(EXERCISE DIRECTIONS): Starting at the first line and ending at the line that contains "219], [233, 247]]", write out the lines again with "distant mountain" switched to "far-off ridge" and nothing else changed. Omit the pictures.

(Source records):
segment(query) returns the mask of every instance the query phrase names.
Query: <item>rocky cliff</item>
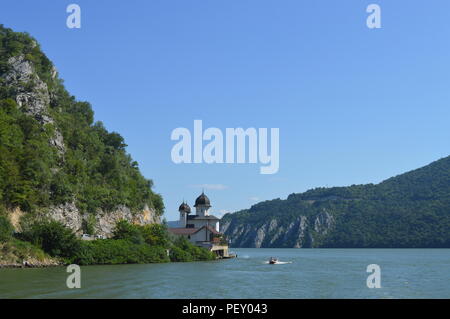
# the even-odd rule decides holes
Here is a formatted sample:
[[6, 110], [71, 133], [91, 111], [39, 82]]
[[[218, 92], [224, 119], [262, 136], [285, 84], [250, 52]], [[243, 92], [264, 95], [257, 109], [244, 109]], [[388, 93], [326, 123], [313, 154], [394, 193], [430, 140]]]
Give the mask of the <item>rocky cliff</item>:
[[162, 200], [123, 138], [92, 123], [90, 105], [66, 92], [37, 42], [0, 26], [0, 52], [0, 205], [16, 229], [31, 211], [107, 237], [122, 219], [159, 223]]
[[[288, 223], [272, 218], [257, 225], [226, 219], [221, 231], [232, 241], [233, 247], [314, 247], [316, 238], [326, 235], [334, 225], [333, 216], [323, 211], [315, 216], [299, 215]], [[314, 235], [313, 235], [314, 234]]]
[[376, 185], [261, 202], [221, 226], [233, 247], [450, 247], [450, 156]]

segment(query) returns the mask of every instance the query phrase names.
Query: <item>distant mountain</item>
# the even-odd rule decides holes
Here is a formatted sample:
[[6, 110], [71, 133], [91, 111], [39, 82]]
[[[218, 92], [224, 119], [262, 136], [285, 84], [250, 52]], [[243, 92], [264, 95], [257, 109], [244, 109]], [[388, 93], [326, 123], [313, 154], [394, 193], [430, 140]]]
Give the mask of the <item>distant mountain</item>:
[[450, 247], [450, 156], [379, 184], [316, 188], [222, 219], [233, 247]]

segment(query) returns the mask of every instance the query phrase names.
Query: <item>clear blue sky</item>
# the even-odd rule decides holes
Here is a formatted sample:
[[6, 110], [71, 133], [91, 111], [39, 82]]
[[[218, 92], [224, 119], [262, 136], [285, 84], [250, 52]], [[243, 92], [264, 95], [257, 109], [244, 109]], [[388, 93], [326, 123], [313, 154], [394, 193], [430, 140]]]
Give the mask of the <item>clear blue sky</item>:
[[[66, 27], [77, 3], [82, 27]], [[366, 27], [366, 7], [382, 28]], [[168, 220], [318, 186], [378, 183], [450, 154], [450, 1], [2, 0], [67, 89], [122, 134]], [[177, 127], [280, 128], [280, 170], [172, 163]]]

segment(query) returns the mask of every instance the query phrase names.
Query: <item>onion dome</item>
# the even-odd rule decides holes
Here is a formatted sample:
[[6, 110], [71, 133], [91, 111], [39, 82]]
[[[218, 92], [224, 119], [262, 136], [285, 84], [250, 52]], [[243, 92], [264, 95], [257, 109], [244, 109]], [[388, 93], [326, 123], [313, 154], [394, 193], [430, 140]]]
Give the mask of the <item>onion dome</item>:
[[211, 202], [209, 201], [209, 198], [208, 198], [208, 196], [205, 195], [205, 193], [202, 193], [195, 200], [194, 207], [197, 207], [197, 206], [208, 206], [208, 207], [211, 207]]
[[190, 213], [191, 212], [191, 208], [189, 207], [188, 204], [186, 204], [185, 202], [183, 202], [180, 207], [178, 208], [179, 212], [186, 212], [186, 213]]

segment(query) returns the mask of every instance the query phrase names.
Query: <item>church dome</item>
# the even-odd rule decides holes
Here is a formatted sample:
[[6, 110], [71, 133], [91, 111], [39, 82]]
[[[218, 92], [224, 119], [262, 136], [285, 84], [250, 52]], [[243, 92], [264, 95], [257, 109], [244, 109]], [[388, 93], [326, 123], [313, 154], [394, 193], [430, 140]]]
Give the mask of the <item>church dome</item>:
[[186, 212], [186, 213], [190, 213], [191, 212], [191, 208], [189, 207], [188, 204], [186, 204], [185, 202], [183, 202], [180, 207], [178, 208], [179, 212]]
[[209, 201], [209, 198], [208, 198], [208, 196], [205, 195], [205, 193], [202, 193], [195, 200], [194, 207], [197, 207], [197, 206], [208, 206], [208, 207], [211, 207], [211, 202]]

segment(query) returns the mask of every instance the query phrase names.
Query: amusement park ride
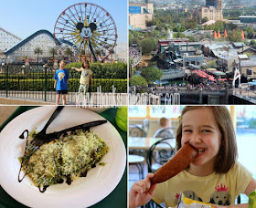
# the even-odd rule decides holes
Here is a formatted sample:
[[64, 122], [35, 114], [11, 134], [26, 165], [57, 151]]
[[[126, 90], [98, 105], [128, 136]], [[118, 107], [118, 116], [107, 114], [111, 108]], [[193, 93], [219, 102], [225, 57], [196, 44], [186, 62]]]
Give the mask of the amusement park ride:
[[92, 3], [79, 3], [65, 9], [54, 26], [60, 53], [69, 47], [76, 57], [105, 61], [113, 53], [117, 29], [112, 16]]

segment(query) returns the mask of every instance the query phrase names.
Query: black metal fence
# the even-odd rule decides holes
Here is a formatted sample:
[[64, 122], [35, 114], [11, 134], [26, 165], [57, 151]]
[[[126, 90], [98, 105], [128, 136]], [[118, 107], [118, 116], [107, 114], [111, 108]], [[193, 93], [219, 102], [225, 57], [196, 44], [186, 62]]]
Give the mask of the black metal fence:
[[[5, 98], [20, 98], [39, 99], [44, 101], [54, 101], [56, 90], [54, 88], [54, 75], [56, 70], [49, 68], [21, 66], [1, 66], [0, 67], [0, 96]], [[80, 72], [69, 70], [69, 94], [67, 102], [76, 101], [76, 92], [80, 87]], [[127, 79], [123, 74], [106, 76], [106, 74], [92, 74], [93, 85], [91, 92], [97, 92], [101, 88], [101, 92], [127, 92]]]

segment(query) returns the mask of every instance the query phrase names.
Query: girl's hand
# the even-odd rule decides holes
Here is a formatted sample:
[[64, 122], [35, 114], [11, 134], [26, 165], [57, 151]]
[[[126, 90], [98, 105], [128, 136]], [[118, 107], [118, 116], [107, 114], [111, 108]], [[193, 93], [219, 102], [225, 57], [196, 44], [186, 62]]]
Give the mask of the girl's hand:
[[134, 182], [129, 192], [129, 208], [142, 206], [152, 199], [156, 184], [151, 185], [153, 173], [148, 173], [144, 180]]

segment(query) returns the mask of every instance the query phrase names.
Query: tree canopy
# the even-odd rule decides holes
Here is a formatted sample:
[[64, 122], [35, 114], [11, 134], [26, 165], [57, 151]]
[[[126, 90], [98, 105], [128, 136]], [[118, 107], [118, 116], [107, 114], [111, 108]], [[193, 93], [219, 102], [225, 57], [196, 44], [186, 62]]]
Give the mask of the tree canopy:
[[153, 81], [159, 80], [163, 72], [159, 68], [142, 68], [141, 76], [145, 78], [148, 84], [151, 84]]
[[144, 78], [142, 76], [133, 76], [130, 78], [129, 84], [131, 86], [136, 86], [136, 87], [146, 87], [147, 83]]

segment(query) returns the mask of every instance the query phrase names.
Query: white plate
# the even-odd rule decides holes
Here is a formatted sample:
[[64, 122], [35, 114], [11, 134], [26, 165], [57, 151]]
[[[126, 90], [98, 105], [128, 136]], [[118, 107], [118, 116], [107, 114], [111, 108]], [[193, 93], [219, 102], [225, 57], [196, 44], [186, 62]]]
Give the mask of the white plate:
[[[37, 127], [41, 130], [56, 107], [39, 107], [22, 113], [2, 130], [0, 134], [0, 184], [13, 198], [30, 207], [87, 207], [101, 201], [109, 195], [122, 179], [126, 165], [126, 151], [123, 141], [110, 123], [91, 128], [110, 147], [103, 157], [105, 166], [97, 165], [85, 178], [48, 187], [44, 193], [33, 185], [26, 176], [18, 182], [20, 163], [26, 140], [19, 139], [25, 130]], [[60, 130], [71, 126], [104, 120], [95, 112], [75, 107], [65, 107], [53, 120], [47, 132]]]

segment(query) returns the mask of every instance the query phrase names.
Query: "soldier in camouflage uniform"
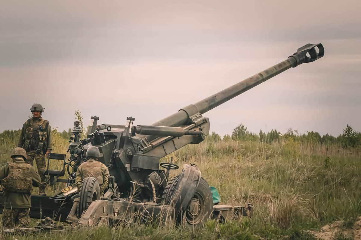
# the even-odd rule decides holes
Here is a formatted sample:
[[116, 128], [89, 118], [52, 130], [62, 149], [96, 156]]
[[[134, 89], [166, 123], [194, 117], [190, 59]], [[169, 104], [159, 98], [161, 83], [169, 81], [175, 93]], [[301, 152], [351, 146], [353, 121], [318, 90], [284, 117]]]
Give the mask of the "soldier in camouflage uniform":
[[29, 225], [32, 186], [38, 186], [41, 183], [34, 167], [25, 163], [26, 151], [23, 149], [14, 148], [11, 157], [13, 162], [0, 169], [0, 180], [6, 197], [2, 219], [5, 228]]
[[88, 177], [93, 177], [98, 181], [101, 193], [108, 187], [110, 175], [106, 166], [97, 160], [100, 157], [100, 153], [96, 147], [92, 146], [87, 150], [87, 161], [80, 164], [77, 170], [75, 184], [78, 189], [80, 190], [84, 179]]
[[30, 110], [33, 117], [23, 125], [18, 147], [22, 148], [26, 151], [26, 162], [32, 166], [35, 158], [38, 171], [42, 179], [39, 194], [46, 195], [47, 181], [44, 175], [46, 170], [45, 157], [48, 156], [52, 148], [51, 128], [49, 121], [42, 117], [44, 109], [40, 104], [34, 104]]

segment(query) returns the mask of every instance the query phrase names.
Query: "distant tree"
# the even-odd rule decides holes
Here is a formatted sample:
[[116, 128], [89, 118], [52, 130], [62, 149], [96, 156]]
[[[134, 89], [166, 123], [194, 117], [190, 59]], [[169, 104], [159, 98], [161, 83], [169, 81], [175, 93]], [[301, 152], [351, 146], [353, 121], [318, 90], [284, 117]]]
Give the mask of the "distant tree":
[[242, 124], [233, 128], [231, 137], [234, 140], [240, 141], [255, 141], [259, 139], [256, 134], [247, 131], [247, 127]]
[[355, 148], [359, 146], [360, 143], [358, 133], [352, 129], [351, 125], [347, 124], [343, 130], [342, 135], [343, 141], [342, 146], [344, 148]]

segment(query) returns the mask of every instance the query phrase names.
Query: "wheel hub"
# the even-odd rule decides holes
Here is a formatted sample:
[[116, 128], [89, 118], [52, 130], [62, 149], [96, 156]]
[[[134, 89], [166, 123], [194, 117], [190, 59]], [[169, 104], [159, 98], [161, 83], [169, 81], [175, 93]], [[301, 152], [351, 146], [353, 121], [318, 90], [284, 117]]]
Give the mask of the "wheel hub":
[[198, 215], [200, 210], [200, 204], [199, 200], [196, 198], [193, 198], [191, 201], [188, 208], [188, 212], [190, 215], [195, 217]]

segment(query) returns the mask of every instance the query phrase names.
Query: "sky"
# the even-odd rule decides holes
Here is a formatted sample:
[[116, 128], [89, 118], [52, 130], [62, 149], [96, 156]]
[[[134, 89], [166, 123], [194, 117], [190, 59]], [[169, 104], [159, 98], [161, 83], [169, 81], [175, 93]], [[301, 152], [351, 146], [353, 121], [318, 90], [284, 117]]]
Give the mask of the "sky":
[[151, 124], [286, 60], [308, 43], [325, 56], [204, 113], [223, 136], [361, 132], [361, 2], [0, 0], [0, 131], [34, 103], [52, 128]]

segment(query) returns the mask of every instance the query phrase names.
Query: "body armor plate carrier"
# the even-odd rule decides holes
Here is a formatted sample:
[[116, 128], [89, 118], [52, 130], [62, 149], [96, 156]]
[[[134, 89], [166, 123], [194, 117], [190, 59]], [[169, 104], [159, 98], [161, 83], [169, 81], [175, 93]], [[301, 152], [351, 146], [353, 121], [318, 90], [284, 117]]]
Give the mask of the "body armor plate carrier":
[[32, 177], [27, 163], [8, 163], [9, 174], [4, 178], [2, 185], [7, 192], [31, 193], [32, 189]]

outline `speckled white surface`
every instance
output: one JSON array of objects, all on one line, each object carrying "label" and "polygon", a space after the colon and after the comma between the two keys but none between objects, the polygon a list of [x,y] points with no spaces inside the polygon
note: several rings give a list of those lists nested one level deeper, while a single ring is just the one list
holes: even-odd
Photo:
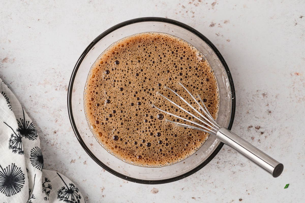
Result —
[{"label": "speckled white surface", "polygon": [[[36,124],[44,168],[71,179],[90,203],[303,202],[305,3],[148,2],[1,3],[0,77]],[[194,174],[154,185],[117,177],[87,155],[68,115],[67,90],[74,65],[103,31],[145,16],[186,23],[215,45],[235,85],[232,131],[282,162],[280,177],[273,178],[226,146]]]}]

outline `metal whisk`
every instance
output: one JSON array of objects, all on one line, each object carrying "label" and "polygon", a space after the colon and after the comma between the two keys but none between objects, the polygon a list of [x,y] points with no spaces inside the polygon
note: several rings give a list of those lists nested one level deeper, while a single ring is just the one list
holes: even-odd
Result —
[{"label": "metal whisk", "polygon": [[185,91],[189,94],[195,102],[195,103],[198,106],[199,110],[200,111],[195,108],[174,90],[166,86],[165,88],[175,94],[185,102],[188,106],[197,114],[199,116],[196,116],[187,111],[160,92],[157,92],[157,94],[160,95],[182,111],[196,118],[199,121],[199,122],[188,120],[164,111],[157,107],[154,104],[153,104],[152,106],[160,111],[178,118],[182,121],[191,123],[196,126],[176,122],[167,119],[166,119],[166,121],[175,123],[178,126],[200,130],[215,136],[221,142],[232,147],[249,160],[266,170],[271,174],[274,177],[277,177],[281,175],[284,168],[283,164],[271,158],[227,128],[222,127],[220,126],[209,112],[200,96],[199,95],[197,96],[197,98],[200,102],[199,103],[199,101],[197,101],[183,85],[181,83],[179,83],[179,84],[181,85]]}]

(RESULT):
segment(query) returns the mask of every instance the query phrase names.
Query: <item>rocky cliff</item>
# the even-odd rule decides holes
Here is a formatted sample:
[[6, 110], [71, 133], [91, 111], [39, 82]]
[[[218, 92], [224, 119], [262, 136], [285, 84], [250, 52]], [[243, 92], [264, 95], [257, 109], [244, 109]], [[388, 93], [326, 123], [313, 154], [394, 193], [430, 140]]]
Give the mask of the <item>rocky cliff</item>:
[[162, 200], [123, 138], [92, 123], [90, 105], [66, 92], [37, 42], [0, 26], [0, 52], [0, 205], [16, 229], [31, 211], [107, 237], [122, 219], [159, 223]]
[[[288, 223], [272, 218], [257, 225], [226, 219], [221, 231], [232, 241], [233, 247], [314, 247], [316, 238], [326, 235], [334, 225], [333, 216], [323, 211], [315, 216], [299, 215]], [[314, 235], [313, 235], [314, 234]]]
[[376, 185], [261, 202], [221, 226], [233, 247], [450, 247], [450, 156]]

segment(query) returns the mask of every instance the query phrase names.
Query: <item>far-off ridge</item>
# the even-odd rule decides holes
Here is a formatted sample:
[[6, 110], [71, 133], [91, 111], [39, 82]]
[[[218, 92], [224, 119], [262, 136], [285, 84], [250, 52]], [[243, 92], [264, 95], [257, 109], [244, 109]], [[388, 93], [326, 123], [313, 154], [394, 193], [430, 140]]]
Give the mask of the <item>far-off ridge</item>:
[[450, 247], [450, 156], [379, 184], [316, 188], [222, 219], [233, 247]]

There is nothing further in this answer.